Lenterasultra.com-Selain menghadirkan Wahyu Ade Pratama Imran, jaksa Komisi Pemberantasan Korupsi (KPK) juga mengdatangkan 5 orang saksi lain dalam sidang lanjutan dugaan suap pengadaan barang dan jasa di Pemerintah Kota Kendari tahun anggaran 2017-2018 dengan terdakwa Hasmun Hamzah.
Mereka adalah Account Officer Bank Mega Cabang Kendari, Lisal Tunilan, Komisaris PT SBN (Sarana Bangun Nusantara), Rini Erawati Sila, Pegawai PT SBN, Hidayat, Wakil Ketua PAN Kendari, Kisra Jaya Batarai, serta dua orang rekan Adriatma Dwi Putra hakni Ivan Santri Jaya dan Sadam.
Dalam sidang yang dipimpin oleh Hakim Ketua, Hariono, mereka secara bergantian dicecar sejumlah pertanyaan oleh Jaksa KPK. Rini dan Hidayat dicecar sejumlah pertanyaan terkait pengambilan uang sebanyak Rp 1,5 miliar di Bank Mega. Uang tersebut merupakan bagian dari uang suap Hasmun kepada ADP.
Awalnya Rini disuruh oleh terdakwa Hasmun Hamzah untuk mengambilkan uang sebanyak Rp 1,5 Miliar dari Bank Mega. Kemudian Rini menelepon Hidayat untuk mengantarkannya mengambil uang tersebut. Mereka pun bertemu di sebuah showroom untuk kemudian berangkat bersama-sama ke Bank Mega cabang Kendari.
Sesampainya di sana, uang tersebut rupanya sudah disediakan pihak Bank. Lisal Tunilan bersama-sama dengan Rini dan Hidayat mengantarkannya ke rumah terdakwa Hasmun Hamzah. “Petugas Bank Mega hanya mengantarkan sampai pintu saja,” jelas Hidayat.
Kata Hidayat, atas perintah Hasmun uang tersebut kemudian ditambahkan Rp 1,3 miliar, yang diambil dari brankas kantor. “Tapi saya tidak sempat tanya-tanya uangnya untuk apa,” katanya.
Yang Hidayat tahu, uang tersebut kemudian disimpan di kamar orangtuanya Hasmun Hamzah. Kemudian uang tersebut dipindahkan ke mobil berwarna hitam yang ada di depan parkiran. Uang tersebut dipindahkan karena akan ada tamu yang mengambil uang tersebut.

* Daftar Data
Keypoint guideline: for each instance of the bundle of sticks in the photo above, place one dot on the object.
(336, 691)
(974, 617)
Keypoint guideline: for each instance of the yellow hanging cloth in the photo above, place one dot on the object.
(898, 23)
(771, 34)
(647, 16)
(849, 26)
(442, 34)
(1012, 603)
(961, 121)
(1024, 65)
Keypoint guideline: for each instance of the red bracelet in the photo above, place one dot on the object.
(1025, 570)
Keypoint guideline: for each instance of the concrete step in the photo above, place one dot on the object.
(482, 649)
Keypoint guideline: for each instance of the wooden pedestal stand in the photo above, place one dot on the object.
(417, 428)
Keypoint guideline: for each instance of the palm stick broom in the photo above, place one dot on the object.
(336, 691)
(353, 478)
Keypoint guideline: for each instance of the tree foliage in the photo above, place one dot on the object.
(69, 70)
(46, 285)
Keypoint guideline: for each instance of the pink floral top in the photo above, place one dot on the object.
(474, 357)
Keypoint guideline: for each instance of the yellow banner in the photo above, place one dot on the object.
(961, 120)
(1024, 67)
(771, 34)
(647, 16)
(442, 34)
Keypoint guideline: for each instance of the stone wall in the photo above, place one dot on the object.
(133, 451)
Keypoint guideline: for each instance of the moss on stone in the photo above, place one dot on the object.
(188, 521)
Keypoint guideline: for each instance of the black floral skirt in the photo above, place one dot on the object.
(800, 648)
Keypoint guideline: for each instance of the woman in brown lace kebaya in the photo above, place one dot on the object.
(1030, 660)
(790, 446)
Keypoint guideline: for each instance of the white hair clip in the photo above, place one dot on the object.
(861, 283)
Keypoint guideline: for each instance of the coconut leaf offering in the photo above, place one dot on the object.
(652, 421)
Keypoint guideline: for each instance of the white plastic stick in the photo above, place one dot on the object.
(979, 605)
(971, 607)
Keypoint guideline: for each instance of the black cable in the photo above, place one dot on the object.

* TUGAS YANG DIKERJAKAN
1. Jawablah pertanyaan berikut berdasarkan teks bacaan.
(a) Siapa hakim ketua yang memimpin sidang?
(b) Berapa jumlah uang yang ditambahkan atas perintah Hasmun, dan dari mana uang itu diambil?
(c) Di mana Rini dan Hidayat bertemu sebelum berangkat ke Bank Mega cabang Kendari?
2. Kutiplah bagian teks bacaan mulai dari "Kata Hidayat, atas" sampai dengan "yang mengambil uang tersebut.".
3. Tuliskan nama semua saksi yang disebutkan dalam teks bacaan, selain Wahyu Ade Pratama Imran.
Kerjakan hanya dengan berpegang pada teks bacaan.

* PEMBAHASAN LENGKAP
1.
(a) Hariono.
(b) Rp 1,3 miliar, yang diambil dari brankas kantor.
(c) Di sebuah showroom.

2.
Kata Hidayat, atas perintah Hasmun uang tersebut kemudian ditambahkan Rp 1,3 miliar, yang diambil dari brankas kantor. “Tapi saya tidak sempat tanya-tanya uangnya untuk apa,” katanya.
Yang Hidayat tahu, uang tersebut kemudian disimpan di kamar orangtuanya Hasmun Hamzah. Kemudian uang tersebut dipindahkan ke mobil berwarna hitam yang ada di depan parkiran. Uang tersebut dipindahkan karena akan ada tamu yang mengambil uang tersebut.

3.
1. Lisal Tunilan
2. Rini Erawati Sila
3. Hidayat
4. Kisra Jaya Batarai
5. Ivan Santri Jaya
6. Sadam